** Document extract **
╔══

In policy-based methods, we directly learn to approximate $\pi^{\ast}$ without having to learn a value function. 

* The idea is to parameterize the policy. For instance, using a neural network $\pi_{\theta}$, this policy will output a probability distribution over actions (stochastic policy).

* Our objective then is to maximize the performance of the parameterized policy using gradient ascent. To do that, we define an objective function $J(\theta)$, that is, the expected cumulative reward, and we want to find the value $\theta$ that maximizes this objective function.

![](images/policy2.png)

## The advantages and disadvantages of policy-gradient methods

There are multiple advantages over value-based methods. Let’s see some of them:

* Policy-gradient methods can learn a stochastic policy while value functions can’t.

* Policy-gradient methods are more effective in high-dimensional action spaces and continuous actions spaces. The problem with Deep Q-learning is that their predictions assign a score for each possible action, at each time step, given the current state. Instead, with policy-gradient methods, we output a probability distribution over actions.
    
* Policy-gradient methods have better convergence properties. In value-based methods, we use an aggressive operator to change the value function: we take the maximum over Q-estimates. Consequently, the action probabilities may change dramatically for an arbitrarily small change in the estimated action values if that change results in a different action having the maximal value.

╚══

** Work instructions **
1) Edit the policy-gradient passage: write it out from "There are multiple" up to and including "the maximal value.", with "Deep Q-learning" changed to "DQN".
2) In the policy-gradient passage, what does the objective function $J(\theta)$ represent?
You won't need the dataset entries for this work.

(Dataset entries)
╔══

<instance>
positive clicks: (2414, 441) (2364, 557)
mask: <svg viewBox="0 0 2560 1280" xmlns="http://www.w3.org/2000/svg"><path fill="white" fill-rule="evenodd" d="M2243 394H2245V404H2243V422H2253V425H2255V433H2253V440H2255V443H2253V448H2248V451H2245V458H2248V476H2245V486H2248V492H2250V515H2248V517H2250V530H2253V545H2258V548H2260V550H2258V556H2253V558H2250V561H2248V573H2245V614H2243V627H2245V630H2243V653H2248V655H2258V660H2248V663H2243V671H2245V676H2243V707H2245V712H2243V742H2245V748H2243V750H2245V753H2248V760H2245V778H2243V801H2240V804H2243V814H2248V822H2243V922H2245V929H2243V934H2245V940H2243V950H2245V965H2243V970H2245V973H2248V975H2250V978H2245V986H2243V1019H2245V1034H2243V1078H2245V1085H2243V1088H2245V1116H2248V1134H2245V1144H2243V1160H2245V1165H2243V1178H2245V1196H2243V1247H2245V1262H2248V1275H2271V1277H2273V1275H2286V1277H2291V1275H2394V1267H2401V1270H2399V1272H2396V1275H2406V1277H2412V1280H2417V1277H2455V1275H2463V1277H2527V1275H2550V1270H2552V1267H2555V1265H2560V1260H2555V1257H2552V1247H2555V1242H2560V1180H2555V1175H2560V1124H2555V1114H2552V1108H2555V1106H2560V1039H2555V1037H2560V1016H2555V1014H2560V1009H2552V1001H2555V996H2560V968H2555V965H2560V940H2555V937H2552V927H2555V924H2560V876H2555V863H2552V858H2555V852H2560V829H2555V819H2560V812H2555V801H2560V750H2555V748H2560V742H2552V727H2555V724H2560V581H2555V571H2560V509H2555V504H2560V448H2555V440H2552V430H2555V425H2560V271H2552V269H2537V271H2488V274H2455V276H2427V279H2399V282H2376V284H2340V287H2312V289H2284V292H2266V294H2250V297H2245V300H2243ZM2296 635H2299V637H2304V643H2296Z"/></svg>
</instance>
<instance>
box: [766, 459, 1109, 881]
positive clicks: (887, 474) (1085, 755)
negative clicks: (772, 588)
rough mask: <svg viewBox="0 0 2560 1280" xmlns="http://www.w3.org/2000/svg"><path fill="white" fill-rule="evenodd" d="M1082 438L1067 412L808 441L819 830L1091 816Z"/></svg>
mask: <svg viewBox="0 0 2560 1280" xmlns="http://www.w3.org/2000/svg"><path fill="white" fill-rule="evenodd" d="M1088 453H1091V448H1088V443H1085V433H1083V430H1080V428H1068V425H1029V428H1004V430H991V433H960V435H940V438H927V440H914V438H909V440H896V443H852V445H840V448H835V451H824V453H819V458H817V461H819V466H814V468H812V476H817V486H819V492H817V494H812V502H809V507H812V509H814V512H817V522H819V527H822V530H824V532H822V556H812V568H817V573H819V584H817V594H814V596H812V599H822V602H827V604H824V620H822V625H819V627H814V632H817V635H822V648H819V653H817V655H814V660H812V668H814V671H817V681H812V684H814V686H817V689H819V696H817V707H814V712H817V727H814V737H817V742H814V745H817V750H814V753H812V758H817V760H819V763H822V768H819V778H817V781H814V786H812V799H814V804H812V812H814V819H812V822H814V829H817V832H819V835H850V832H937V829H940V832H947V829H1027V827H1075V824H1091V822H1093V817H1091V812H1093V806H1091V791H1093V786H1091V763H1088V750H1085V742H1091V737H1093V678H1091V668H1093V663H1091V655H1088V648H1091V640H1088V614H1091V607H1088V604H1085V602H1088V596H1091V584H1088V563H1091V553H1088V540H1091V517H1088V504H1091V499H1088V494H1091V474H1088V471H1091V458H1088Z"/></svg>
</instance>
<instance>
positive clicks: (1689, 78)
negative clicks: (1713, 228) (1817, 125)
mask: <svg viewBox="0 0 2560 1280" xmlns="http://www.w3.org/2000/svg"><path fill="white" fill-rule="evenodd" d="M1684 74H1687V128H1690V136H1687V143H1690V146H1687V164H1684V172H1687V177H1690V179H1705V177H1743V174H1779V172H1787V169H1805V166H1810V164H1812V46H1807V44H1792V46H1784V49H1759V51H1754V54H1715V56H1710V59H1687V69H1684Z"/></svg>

╚══

** Solutions to the exercise **
1)
There are multiple advantages over value-based methods. Let’s see some of them:

* Policy-gradient methods can learn a stochastic policy while value functions can’t.

* Policy-gradient methods are more effective in high-dimensional action spaces and continuous actions spaces. The problem with DQN is that their predictions assign a score for each possible action, at each time step, given the current state. Instead, with policy-gradient methods, we output a probability distribution over actions.
    
* Policy-gradient methods have better convergence properties. In value-based methods, we use an aggressive operator to change the value function: we take the maximum over Q-estimates. Consequently, the action probabilities may change dramatically for an arbitrarily small change in the estimated action values if that change results in a different action having the maximal value.

2) The expected cumulative reward.